- **Text section**:
--- BEGIN ---
No, not Work Life Balance. Work Work Balance.
I worked full time as a writer. Then I worked full time for a branding agency. Neither was the most efficient for either job. Then I (kinda) quit the branding job but ended up working 3 days a week. That opened up 2 days a week to get back to the writing I was desperately missing. For a while, I worked 3 full days a week at the branding company, going to the office and managing projects. For the other two days a week I worked as officially as I could muster as a writer. This was the most effective, efficient and enjoyable Work Work Balance in my career.

How can 2 be greater than 5?

I got more writing done in those 2 days than I did when I was working “full time” 5 days as a writer. Not just quantity, but quality. How can that be? It’s a similar phenomenon to how you manage to bring more baggage on a quick weekend trip than you do on a month-long sabbatical. You fill the space to the time allotted. In some ways, 5 days was an eternity. It was almost too much time. It was too much of one thing. When I only had 2 days, I also scheduled my time better and got to know my own inner clock.

In my experience, there are subjects (or tasks or jobs or projects) that I just can’t do hour after hour, day after day, with a consistent level (or better: increasing) enthusiasm and quality. You might say, “Well, you need to focus. Work harder. Take a coffee break now and again.” I suppose. But then there are other factors beyond just quantity and even quality. Creativity, for example, or originality, or freshness, or a new or different angle.
--- END ---
- **Data section**:
--- BEGIN ---
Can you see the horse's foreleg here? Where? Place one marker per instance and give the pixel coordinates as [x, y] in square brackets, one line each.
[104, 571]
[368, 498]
--- END ---
- **Problems to solve**:
**a)** List every factor that the Work Work Balance text names as going beyond quantity and quality.
**b)** Using the Work Work Balance text, decide whether each statement agrees with it. Answer yes or no, and quote the deciding words.
(i) The writer spent 3 full days a week at the branding company.
(ii) The writer got more writing done working full time 5 days as a writer than in the 2-day arrangement.
(iii) With only 2 days, the writer scheduled time worse.
**c)** Transcribe a passage from the Work Work Balance text. Begin at the words "In my experience, there" and stop after "or different angle.".

- **Task-by-task answers**:
**a)**
Creativity
originality
freshness
a new or different angle

**b)**
(i) Yes: "For a while, I worked 3 full days a week at the branding company, going to the office and managing projects."
(ii) No: "I got more writing done in those 2 days than I did when I was working “full time” 5 days as a writer."
(iii) No: "When I only had 2 days, I also scheduled my time better and got to know my own inner clock."

**c)**
In my experience, there are subjects (or tasks or jobs or projects) that I just can’t do hour after hour, day after day, with a consistent level (or better: increasing) enthusiasm and quality. You might say, “Well, you need to focus. Work harder. Take a coffee break now and again.” I suppose. But then there are other factors beyond just quantity and even quality. Creativity, for example, or originality, or freshness, or a new or different angle.